● **Goal**:
Gather every line in the records below that contains the word "tire" and copy each one in full. Case counts when matching.

Collected data entries:
□ □ □ □ □

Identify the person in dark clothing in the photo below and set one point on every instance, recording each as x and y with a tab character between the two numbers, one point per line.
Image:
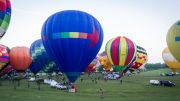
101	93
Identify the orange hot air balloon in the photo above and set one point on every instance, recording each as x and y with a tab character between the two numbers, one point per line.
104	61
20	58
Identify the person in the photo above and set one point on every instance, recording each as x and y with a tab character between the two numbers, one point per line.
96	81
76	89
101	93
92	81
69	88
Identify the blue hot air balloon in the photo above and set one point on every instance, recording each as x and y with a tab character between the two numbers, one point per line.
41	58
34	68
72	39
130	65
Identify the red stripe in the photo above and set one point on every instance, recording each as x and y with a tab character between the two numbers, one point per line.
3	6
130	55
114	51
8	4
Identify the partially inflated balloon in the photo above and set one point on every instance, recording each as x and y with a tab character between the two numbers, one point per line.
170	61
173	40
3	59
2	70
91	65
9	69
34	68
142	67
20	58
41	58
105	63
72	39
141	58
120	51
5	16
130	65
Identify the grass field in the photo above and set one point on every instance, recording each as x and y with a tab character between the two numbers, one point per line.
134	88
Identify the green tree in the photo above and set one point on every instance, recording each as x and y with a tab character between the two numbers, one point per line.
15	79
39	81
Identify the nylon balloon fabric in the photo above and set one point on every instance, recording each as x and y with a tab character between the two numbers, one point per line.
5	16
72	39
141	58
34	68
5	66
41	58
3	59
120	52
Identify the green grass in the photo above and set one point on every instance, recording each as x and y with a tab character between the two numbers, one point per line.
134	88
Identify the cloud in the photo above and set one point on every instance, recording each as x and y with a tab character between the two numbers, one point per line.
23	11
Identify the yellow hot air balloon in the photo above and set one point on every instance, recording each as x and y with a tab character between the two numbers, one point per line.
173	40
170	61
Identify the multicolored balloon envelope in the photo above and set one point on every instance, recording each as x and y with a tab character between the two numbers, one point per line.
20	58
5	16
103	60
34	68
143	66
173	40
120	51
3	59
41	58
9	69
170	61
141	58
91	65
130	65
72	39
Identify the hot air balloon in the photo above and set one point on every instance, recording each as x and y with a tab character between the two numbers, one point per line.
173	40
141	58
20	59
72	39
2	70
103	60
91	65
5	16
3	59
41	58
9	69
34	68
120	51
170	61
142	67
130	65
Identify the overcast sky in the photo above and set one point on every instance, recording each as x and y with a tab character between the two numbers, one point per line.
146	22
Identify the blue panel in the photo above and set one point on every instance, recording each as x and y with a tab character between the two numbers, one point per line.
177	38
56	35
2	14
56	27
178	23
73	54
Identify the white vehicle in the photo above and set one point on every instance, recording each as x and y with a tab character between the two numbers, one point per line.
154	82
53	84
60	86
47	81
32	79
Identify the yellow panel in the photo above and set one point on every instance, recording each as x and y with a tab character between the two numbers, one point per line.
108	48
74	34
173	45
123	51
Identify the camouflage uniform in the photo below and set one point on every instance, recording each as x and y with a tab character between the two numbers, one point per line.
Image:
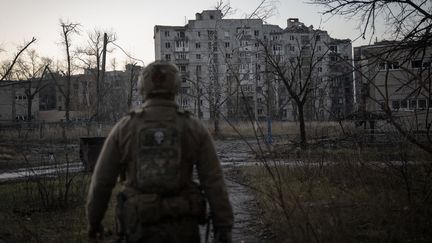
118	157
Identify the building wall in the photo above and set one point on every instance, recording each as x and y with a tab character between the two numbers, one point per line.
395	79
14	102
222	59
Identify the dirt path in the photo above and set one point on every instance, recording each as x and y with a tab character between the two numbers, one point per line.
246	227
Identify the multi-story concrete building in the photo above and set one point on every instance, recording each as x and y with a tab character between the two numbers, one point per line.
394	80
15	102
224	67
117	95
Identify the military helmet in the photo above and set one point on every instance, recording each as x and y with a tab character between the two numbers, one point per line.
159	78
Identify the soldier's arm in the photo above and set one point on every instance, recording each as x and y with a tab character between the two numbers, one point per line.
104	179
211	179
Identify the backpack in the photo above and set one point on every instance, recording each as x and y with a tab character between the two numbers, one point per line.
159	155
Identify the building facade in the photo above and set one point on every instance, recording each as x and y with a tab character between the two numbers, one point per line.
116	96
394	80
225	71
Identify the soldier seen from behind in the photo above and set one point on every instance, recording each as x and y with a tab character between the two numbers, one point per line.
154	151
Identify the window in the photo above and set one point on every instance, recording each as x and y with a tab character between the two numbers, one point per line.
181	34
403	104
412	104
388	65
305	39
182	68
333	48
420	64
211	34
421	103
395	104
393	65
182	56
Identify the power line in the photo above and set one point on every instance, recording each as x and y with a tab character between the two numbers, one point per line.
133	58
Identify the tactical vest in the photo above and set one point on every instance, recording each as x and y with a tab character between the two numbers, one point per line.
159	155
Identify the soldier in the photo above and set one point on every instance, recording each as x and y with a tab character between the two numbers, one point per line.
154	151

□ □ □ □ □

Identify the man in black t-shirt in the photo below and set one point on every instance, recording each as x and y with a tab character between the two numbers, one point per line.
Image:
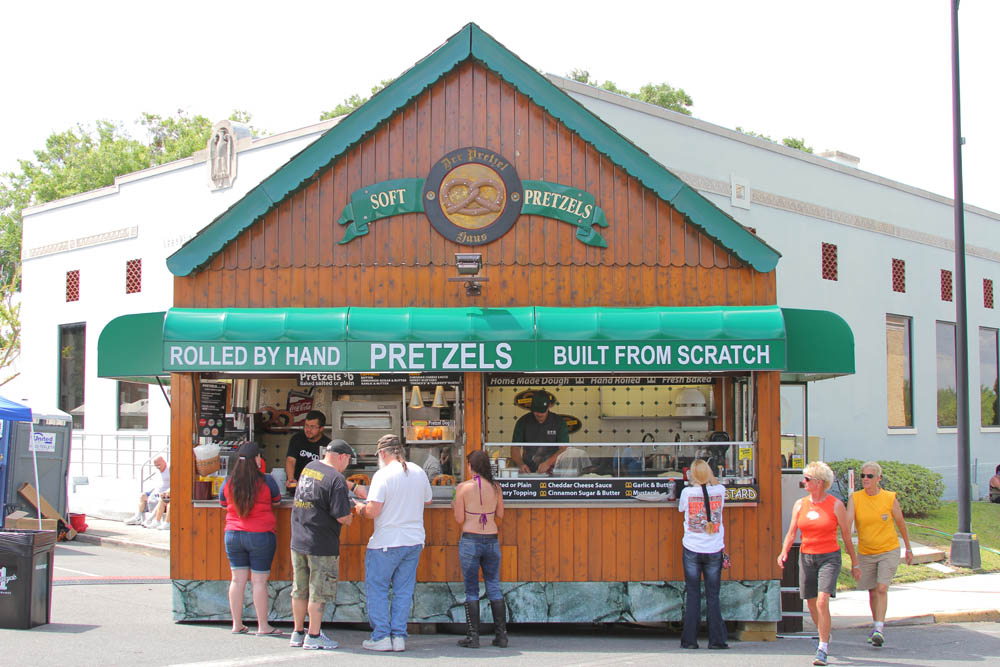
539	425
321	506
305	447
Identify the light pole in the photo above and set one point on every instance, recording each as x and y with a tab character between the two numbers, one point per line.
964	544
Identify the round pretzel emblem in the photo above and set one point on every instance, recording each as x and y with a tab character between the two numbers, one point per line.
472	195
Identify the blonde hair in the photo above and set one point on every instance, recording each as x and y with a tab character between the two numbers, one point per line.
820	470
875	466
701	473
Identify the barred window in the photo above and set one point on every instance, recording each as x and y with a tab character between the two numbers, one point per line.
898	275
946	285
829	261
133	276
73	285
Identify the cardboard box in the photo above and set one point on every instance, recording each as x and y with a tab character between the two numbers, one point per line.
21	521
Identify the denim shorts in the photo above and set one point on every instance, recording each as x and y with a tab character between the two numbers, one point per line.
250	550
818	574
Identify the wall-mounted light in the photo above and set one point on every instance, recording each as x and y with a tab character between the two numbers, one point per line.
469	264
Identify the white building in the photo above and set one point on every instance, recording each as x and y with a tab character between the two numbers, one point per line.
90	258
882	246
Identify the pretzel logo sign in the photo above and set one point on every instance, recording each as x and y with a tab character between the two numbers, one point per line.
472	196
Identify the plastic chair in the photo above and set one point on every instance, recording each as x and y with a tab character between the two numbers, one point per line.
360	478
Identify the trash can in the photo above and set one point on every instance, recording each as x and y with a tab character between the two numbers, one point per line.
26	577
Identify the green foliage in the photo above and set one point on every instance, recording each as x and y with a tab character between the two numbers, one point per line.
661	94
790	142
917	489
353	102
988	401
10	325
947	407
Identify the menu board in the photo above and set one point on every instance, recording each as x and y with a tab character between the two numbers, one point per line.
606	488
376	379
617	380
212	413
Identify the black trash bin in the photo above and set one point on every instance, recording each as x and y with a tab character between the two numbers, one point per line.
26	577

□ □ □ □ □

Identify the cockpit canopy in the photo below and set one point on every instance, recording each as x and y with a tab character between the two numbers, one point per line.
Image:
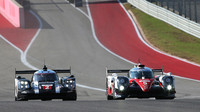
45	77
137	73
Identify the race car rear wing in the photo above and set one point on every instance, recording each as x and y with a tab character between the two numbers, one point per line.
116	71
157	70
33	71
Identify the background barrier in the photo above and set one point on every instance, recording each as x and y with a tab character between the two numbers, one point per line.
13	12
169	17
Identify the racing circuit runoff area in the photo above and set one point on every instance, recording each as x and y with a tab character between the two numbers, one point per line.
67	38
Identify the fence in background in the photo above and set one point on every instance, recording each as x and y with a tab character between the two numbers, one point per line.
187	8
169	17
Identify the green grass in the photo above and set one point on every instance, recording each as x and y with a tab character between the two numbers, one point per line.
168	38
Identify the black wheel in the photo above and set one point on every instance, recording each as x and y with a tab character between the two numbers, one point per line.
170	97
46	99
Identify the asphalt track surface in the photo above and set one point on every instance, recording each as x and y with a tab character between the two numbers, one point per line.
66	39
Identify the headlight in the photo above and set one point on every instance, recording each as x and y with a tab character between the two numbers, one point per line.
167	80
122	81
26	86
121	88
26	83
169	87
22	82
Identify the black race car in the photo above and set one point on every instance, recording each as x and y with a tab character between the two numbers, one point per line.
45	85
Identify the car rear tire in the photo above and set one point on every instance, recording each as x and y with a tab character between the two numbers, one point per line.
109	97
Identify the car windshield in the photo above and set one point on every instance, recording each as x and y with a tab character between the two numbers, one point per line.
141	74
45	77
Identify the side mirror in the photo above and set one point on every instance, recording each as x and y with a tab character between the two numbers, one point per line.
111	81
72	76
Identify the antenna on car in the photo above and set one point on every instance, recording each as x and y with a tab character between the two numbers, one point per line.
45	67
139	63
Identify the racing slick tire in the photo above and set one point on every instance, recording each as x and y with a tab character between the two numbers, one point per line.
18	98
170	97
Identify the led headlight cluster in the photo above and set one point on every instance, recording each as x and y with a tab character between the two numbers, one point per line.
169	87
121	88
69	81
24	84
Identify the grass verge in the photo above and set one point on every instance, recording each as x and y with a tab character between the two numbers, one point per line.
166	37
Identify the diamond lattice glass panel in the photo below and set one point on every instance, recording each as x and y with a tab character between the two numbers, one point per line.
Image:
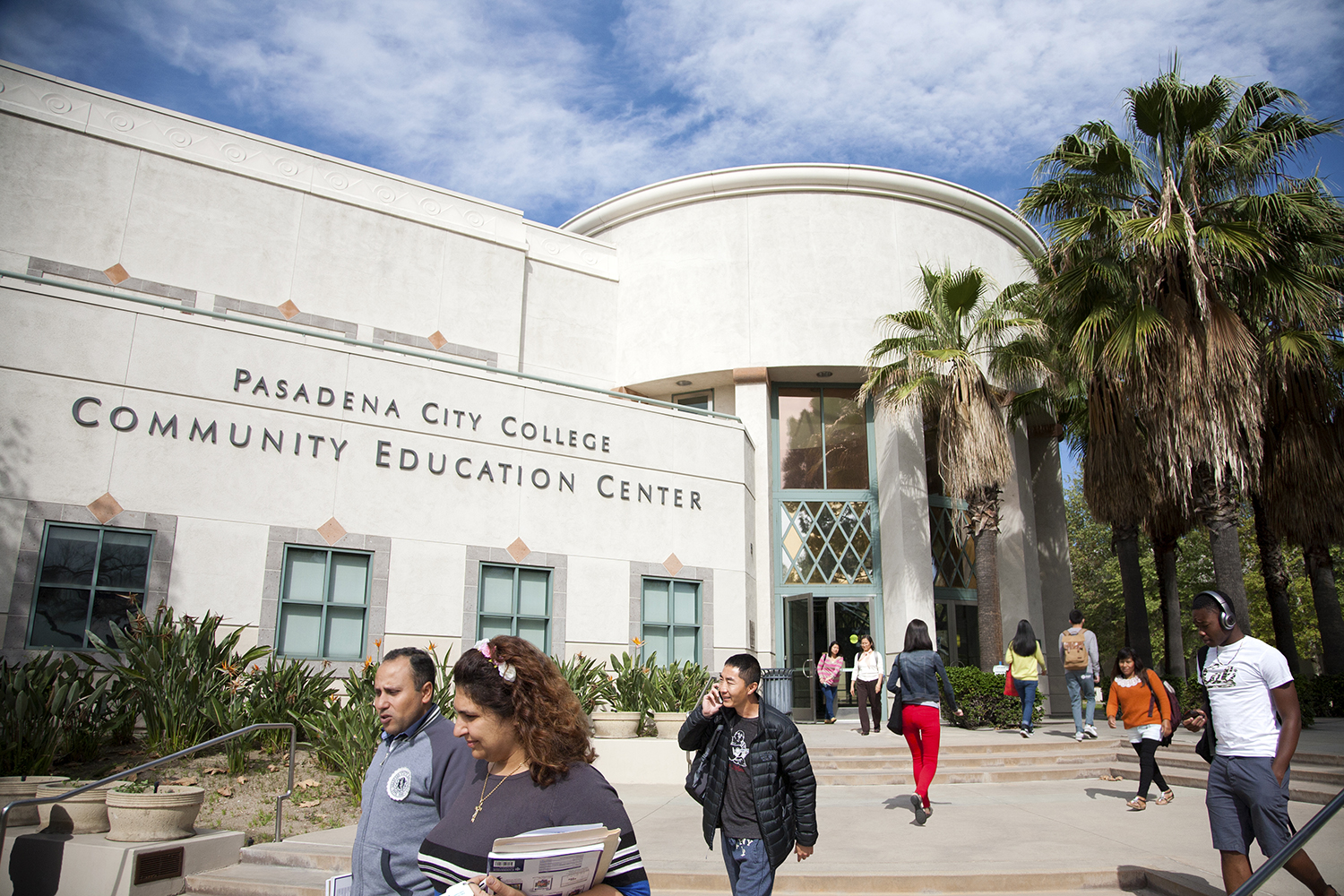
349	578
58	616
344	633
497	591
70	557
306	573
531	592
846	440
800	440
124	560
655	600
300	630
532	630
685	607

□ □ □ □ □

● **Response to this exercise**:
Identify the car rear tire in the photo above and set one point on every instance, recording each as x and y with a tab character between the two numbers, one point per line.
Identify the racing slick tire in the photo above and set one point on every instance, recording each as x and y with a tab character between the two numbers, one point per line.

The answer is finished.